**PASSAGE PROVIDED**
▼

Categorization

At a cognitive level, we can understand the function of the neocortex in terms of the neuron detector model, where multiple layers of such detectors build up increasingly abstract categories that enable the organism to more systematically generalize to novel stimuli. For example, faces can look very different from one another in terms of their raw “pixel” inputs, but we can categorize these diverse inputs in many different ways, to treat some patterns as more similar than others: male vs. female, young vs. old, happy vs. sad, “my mother” vs. “someone else”, etc. See the faces simulation for a simple model demonstrating this principle.

Forming these categories is essential for enabling us to make the appropriate behavioral and cognitive responses (approach vs. avoid, borrow money from, etc.). Imagine trying to relate all the raw inputs of a visual image of a face to appropriate behavioral responses, without the benefit of such categories – the relationship (“mapping”) between pixels and responses is just too complex. These intermediate, abstract categories organize and simplify cognition, just like file folders organize and simplify documents on your computer. One can argue that much of intelligence amounts to developing and using these abstract categories in the right ways.

▲

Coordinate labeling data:
▼

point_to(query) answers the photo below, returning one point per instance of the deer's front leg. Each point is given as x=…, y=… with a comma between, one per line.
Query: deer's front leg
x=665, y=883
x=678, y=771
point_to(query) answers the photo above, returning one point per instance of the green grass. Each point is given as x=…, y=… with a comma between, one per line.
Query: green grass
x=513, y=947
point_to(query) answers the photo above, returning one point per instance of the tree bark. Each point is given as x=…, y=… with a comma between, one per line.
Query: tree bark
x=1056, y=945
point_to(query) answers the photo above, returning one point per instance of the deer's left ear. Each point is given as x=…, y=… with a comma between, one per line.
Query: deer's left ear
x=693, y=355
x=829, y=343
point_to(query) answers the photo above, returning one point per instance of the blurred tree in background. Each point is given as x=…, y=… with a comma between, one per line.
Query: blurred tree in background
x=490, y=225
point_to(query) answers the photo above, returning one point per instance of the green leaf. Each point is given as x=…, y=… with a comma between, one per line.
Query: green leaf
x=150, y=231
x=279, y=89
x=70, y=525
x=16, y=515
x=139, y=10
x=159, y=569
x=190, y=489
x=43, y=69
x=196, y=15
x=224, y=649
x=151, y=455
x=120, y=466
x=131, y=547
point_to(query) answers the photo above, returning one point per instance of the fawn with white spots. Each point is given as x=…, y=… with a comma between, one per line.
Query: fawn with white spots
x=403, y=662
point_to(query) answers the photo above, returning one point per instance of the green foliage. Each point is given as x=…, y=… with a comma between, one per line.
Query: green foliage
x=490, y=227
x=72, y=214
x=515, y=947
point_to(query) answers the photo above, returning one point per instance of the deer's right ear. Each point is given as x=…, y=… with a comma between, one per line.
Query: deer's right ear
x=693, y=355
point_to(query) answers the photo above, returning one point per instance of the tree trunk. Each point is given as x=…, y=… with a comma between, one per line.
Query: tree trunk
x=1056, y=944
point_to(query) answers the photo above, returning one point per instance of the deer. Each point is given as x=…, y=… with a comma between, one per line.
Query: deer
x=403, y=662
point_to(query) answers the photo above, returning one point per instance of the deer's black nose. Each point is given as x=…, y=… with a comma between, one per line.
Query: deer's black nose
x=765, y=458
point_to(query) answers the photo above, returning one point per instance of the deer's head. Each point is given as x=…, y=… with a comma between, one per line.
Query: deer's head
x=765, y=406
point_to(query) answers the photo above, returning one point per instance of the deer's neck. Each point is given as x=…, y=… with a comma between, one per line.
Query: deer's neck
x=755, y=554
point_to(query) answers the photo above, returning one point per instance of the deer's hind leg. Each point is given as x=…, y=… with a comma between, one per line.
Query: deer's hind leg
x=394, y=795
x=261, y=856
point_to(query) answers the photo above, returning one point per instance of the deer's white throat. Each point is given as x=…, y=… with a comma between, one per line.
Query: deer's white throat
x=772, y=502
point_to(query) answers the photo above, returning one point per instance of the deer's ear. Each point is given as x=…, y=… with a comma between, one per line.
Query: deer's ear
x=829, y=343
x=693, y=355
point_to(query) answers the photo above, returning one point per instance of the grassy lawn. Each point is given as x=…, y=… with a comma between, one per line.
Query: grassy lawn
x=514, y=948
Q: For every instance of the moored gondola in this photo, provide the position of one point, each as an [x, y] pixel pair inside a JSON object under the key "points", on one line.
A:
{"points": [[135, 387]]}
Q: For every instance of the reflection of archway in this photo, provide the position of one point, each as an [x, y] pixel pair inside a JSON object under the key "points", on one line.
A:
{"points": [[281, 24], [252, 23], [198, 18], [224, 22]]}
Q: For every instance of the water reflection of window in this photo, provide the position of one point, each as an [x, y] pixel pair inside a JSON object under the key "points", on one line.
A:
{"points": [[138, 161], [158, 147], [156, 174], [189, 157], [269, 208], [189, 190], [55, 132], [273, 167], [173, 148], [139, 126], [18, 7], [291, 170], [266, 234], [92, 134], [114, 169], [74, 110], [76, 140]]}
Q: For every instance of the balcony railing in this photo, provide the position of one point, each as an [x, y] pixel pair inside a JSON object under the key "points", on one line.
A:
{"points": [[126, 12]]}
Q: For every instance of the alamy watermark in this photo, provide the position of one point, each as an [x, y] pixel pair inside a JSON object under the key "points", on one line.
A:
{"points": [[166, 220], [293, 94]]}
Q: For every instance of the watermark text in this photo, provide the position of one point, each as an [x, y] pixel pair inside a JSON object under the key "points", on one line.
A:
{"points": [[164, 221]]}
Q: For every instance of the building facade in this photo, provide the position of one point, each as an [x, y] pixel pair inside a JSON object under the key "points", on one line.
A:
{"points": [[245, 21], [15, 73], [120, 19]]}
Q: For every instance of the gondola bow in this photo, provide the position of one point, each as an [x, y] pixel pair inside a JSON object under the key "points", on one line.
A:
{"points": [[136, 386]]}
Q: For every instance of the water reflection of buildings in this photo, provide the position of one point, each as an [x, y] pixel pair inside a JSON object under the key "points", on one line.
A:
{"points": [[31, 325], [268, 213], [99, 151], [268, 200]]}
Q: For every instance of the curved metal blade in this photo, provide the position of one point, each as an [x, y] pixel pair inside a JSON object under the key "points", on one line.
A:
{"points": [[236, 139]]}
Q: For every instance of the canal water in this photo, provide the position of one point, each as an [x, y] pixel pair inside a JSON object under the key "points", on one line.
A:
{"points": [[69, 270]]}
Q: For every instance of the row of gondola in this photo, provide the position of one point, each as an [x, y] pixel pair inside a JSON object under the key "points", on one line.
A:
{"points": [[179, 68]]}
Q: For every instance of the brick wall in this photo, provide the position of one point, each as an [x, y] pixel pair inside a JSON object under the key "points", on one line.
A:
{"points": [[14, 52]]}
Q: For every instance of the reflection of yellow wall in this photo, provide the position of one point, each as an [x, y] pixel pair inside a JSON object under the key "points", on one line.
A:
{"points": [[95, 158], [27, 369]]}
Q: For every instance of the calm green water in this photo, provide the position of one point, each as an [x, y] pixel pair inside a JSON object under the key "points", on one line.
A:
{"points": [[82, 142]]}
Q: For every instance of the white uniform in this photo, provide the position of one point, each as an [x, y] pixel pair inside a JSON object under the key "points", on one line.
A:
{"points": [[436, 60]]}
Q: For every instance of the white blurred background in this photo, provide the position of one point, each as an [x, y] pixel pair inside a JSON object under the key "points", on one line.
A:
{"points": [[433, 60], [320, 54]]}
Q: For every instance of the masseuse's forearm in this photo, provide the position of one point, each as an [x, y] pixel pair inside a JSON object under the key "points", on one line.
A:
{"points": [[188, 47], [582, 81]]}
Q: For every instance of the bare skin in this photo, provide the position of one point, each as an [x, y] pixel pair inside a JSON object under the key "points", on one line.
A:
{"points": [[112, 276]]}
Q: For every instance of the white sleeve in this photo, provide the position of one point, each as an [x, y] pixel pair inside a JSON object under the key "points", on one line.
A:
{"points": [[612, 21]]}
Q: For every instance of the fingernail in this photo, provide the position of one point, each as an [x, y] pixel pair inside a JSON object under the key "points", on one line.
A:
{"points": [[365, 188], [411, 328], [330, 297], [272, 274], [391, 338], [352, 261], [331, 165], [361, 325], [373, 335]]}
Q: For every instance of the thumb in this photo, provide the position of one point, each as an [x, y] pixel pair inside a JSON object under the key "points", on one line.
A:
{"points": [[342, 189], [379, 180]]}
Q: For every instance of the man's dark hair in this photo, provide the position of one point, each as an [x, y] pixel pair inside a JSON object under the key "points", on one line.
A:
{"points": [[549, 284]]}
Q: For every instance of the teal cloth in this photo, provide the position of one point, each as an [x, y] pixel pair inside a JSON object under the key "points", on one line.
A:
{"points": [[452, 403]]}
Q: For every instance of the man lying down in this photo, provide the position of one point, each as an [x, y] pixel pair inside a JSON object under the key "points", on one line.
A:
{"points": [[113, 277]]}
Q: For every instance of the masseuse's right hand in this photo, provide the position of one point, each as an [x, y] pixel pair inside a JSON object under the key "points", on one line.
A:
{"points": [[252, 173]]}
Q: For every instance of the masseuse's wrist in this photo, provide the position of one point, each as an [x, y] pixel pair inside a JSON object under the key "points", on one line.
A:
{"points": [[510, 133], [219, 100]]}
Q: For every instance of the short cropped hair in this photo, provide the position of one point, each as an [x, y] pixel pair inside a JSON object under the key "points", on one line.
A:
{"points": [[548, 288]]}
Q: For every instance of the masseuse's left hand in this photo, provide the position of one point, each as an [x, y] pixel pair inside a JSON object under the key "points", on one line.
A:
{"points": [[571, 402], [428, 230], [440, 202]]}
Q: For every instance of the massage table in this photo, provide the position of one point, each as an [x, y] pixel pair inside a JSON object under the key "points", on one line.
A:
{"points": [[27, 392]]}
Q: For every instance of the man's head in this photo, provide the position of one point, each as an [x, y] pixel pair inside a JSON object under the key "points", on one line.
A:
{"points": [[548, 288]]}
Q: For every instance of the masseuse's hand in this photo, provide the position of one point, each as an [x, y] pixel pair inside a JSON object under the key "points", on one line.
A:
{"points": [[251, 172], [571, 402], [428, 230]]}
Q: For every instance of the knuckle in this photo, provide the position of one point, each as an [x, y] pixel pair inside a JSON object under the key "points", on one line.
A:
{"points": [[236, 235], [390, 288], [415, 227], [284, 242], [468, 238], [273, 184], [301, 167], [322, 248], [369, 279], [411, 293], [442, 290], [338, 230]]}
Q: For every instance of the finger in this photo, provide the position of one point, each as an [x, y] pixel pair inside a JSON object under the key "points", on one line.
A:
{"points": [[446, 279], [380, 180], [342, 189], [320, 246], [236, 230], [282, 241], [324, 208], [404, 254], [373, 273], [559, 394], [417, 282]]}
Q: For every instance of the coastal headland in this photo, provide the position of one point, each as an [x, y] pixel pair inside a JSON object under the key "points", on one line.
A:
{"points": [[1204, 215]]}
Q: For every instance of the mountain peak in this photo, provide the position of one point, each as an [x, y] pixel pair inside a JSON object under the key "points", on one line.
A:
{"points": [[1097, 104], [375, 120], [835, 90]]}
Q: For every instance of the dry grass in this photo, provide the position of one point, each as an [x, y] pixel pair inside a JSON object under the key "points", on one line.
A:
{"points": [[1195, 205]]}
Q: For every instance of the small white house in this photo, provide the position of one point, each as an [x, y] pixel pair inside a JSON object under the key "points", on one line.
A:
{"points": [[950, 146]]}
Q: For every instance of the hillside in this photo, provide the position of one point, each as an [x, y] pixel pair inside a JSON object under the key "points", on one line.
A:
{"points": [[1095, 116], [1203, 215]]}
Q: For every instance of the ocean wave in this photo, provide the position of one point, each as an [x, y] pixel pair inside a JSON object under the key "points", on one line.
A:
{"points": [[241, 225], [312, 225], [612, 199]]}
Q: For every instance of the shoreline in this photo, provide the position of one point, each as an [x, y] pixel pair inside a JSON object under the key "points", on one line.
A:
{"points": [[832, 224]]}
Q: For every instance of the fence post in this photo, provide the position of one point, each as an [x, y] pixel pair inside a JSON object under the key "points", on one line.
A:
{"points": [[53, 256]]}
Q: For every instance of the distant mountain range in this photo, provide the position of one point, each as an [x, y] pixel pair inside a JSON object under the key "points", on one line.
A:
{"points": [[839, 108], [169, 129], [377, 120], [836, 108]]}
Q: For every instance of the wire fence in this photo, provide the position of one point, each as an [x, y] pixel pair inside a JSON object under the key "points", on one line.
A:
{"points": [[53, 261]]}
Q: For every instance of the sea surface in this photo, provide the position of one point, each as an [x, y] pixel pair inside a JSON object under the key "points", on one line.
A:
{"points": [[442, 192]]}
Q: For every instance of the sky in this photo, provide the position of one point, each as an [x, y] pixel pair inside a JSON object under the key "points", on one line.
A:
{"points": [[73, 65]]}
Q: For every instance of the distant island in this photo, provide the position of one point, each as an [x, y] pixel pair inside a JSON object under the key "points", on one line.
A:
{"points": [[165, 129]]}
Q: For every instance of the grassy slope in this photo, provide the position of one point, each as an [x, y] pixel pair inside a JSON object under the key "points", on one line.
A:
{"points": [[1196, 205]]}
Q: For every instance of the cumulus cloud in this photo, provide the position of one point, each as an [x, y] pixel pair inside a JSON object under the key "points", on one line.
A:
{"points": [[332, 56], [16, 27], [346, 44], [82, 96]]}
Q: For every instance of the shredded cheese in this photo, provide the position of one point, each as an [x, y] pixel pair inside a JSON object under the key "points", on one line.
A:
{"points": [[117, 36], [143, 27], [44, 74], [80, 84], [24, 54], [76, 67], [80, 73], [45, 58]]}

▲

**REQUIRED ACTIONS**
- a) In the categorization text, what are the intermediate, abstract categories compared to?
- b) Please give the part of the categorization text that opens with "Categorization" and closes with "demonstrating this principle." again, swapping "neocortex" for "cerebral cortex".

**IN RESPONSE**
- a) File folders that organize and simplify documents on a computer.

- b)
Categorization

At a cognitive level, we can understand the function of the cerebral cortex in terms of the neuron detector model, where multiple layers of such detectors build up increasingly abstract categories that enable the organism to more systematically generalize to novel stimuli. For example, faces can look very different from one another in terms of their raw “pixel” inputs, but we can categorize these diverse inputs in many different ways, to treat some patterns as more similar than others: male vs. female, young vs. old, happy vs. sad, “my mother” vs. “someone else”, etc. See the faces simulation for a simple model demonstrating this principle.